(Text Opens)

Art History and Aesthetics Investigates: The Kunsthochschule in Five Decades (1910-1960)

The research of Art Studies (Prof. Kai-Uwe Hemken) on the history of the Kunsthochschule Kassel is picking up speed again: After the pandemic had massively slowed down the activities (archive visits, interviews, library research), Prof. Hemken with the support of his assistant Constanze Venjakob (M.A.), has once again gathered a group of students of Art Studies in order to open up the history of the Kunsthochschule of the years from 1910 to 1960. The previous research, which was also carried out with a group of students as part of a project seminar by Prof. Hemken, is now completed by the first further findings.

(Text Closes)

Set of tasks:
A) Reproduce the text on the Kunsthochschule research word for word, starting at "Art History and" and ending at "first further findings.".
B) According to the text on the Kunsthochschule research, why has Prof. Hemken once again gathered a group of Art Studies students? Answer in one to three sentences.
The lines below have nothing to do with the text on the Kunsthochschule research.

(Given data Opens)

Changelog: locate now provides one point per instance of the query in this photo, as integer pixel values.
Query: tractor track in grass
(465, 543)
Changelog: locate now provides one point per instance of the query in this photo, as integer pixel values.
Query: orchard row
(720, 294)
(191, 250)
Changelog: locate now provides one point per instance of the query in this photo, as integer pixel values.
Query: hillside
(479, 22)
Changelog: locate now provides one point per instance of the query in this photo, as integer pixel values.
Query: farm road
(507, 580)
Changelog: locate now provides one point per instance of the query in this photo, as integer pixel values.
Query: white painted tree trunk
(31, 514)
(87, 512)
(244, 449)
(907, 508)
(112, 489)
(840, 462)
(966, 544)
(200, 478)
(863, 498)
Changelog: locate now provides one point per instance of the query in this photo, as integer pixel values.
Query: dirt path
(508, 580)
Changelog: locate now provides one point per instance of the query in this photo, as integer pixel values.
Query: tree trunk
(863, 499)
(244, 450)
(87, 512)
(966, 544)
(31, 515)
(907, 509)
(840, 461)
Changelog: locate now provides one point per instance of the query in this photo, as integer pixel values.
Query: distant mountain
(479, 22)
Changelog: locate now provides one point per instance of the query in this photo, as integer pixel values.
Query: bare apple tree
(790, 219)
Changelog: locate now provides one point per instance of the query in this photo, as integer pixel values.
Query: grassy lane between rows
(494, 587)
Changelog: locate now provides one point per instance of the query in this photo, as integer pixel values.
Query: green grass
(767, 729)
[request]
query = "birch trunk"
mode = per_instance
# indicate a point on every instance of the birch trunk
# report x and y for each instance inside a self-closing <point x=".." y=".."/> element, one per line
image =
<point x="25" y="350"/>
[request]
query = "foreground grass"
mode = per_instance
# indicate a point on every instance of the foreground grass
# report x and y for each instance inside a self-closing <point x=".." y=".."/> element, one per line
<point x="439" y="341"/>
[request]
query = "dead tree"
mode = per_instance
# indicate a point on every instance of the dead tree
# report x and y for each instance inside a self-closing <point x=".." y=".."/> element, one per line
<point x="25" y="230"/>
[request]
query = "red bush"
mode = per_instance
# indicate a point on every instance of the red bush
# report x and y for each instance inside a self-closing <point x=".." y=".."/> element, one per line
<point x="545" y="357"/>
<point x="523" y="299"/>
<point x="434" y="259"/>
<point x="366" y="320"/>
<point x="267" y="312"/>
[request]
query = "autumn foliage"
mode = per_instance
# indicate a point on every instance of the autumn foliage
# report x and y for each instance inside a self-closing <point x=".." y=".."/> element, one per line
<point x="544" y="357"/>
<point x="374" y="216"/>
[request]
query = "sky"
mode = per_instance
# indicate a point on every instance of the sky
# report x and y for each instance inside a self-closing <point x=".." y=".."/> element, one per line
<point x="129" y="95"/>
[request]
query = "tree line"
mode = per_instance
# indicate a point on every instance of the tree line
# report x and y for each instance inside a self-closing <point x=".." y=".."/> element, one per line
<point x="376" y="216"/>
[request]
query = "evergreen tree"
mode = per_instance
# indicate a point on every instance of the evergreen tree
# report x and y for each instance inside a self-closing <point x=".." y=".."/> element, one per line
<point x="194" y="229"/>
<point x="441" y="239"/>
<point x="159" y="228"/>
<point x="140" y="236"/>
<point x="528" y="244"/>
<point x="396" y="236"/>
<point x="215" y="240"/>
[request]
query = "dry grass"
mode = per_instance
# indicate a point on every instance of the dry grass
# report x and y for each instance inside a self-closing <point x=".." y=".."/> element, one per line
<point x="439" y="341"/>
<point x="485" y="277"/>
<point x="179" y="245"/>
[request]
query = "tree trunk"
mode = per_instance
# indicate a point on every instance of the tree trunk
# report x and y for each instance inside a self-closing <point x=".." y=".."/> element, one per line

(Given data Closes)

Results for the exercise:
A)
Art History and Aesthetics Investigates: The Kunsthochschule in Five Decades (1910-1960)

The research of Art Studies (Prof. Kai-Uwe Hemken) on the history of the Kunsthochschule Kassel is picking up speed again: After the pandemic had massively slowed down the activities (archive visits, interviews, library research), Prof. Hemken with the support of his assistant Constanze Venjakob (M.A.), has once again gathered a group of students of Art Studies in order to open up the history of the Kunsthochschule of the years from 1910 to 1960. The previous research, which was also carried out with a group of students as part of a project seminar by Prof. Hemken, is now completed by the first further findings.

B) He has gathered them to open up the history of the Kunsthochschule from 1910 to 1960. The group is forming again because the pandemic had massively slowed down activities such as archive visits, interviews and library research.